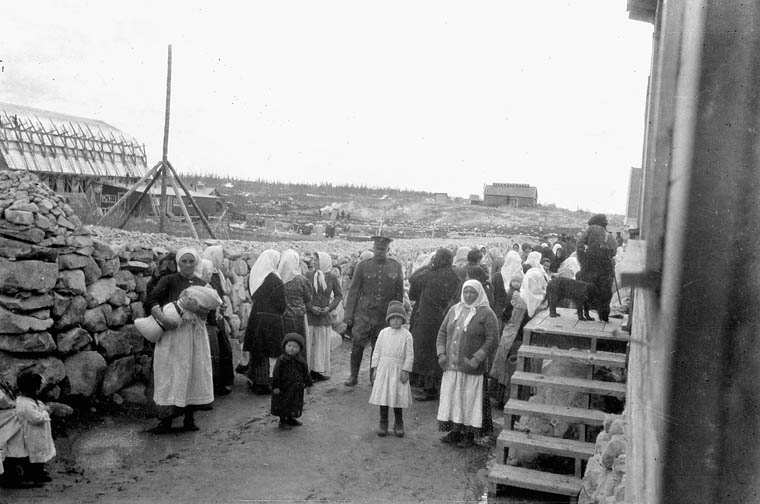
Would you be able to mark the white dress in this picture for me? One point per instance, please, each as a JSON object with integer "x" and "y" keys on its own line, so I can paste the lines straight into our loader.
{"x": 394, "y": 352}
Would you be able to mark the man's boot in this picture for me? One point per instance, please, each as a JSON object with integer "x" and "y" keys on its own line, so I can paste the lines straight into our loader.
{"x": 356, "y": 362}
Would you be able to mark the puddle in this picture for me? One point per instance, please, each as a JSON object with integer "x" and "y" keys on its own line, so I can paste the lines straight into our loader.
{"x": 106, "y": 448}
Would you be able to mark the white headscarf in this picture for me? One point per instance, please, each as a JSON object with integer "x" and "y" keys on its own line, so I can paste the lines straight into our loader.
{"x": 460, "y": 258}
{"x": 469, "y": 310}
{"x": 290, "y": 265}
{"x": 534, "y": 259}
{"x": 512, "y": 265}
{"x": 264, "y": 265}
{"x": 533, "y": 289}
{"x": 204, "y": 269}
{"x": 325, "y": 266}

________________________________________

▶ [AIM OF THE TASK] Please rewrite all the items above with "in this picture" swapped for "in this image" and everything else left unchanged. Leave the pictures out of your answer.

▶ [RESULT OF THE TASK]
Would you be able to mark the white dress in this image for me? One point per instance, please, each as a JSON object with integer "x" and "y" keys on its own line, so I can paste the lines straight into our loader.
{"x": 394, "y": 352}
Would you be able to mark the man's boot in this image for me? One point per instance, please, each as a JSON object with integer "x" and "y" keys on its own line, so I can paste the lines straight into our loader.
{"x": 356, "y": 362}
Would you be able to mark the puddle in this image for me? One point per instance, please, each as a JSON object with integer "x" and "y" keys on its own line, so I can paste the lines straight into our loader.
{"x": 106, "y": 448}
Would you be able to mark the white headscarf in this image for me? One point per instance, please, each as a JSON object with integer "x" and "y" keys on its own line, so I can paste the lines straight into our loader.
{"x": 460, "y": 258}
{"x": 469, "y": 310}
{"x": 290, "y": 265}
{"x": 534, "y": 259}
{"x": 512, "y": 265}
{"x": 264, "y": 265}
{"x": 533, "y": 289}
{"x": 204, "y": 269}
{"x": 325, "y": 266}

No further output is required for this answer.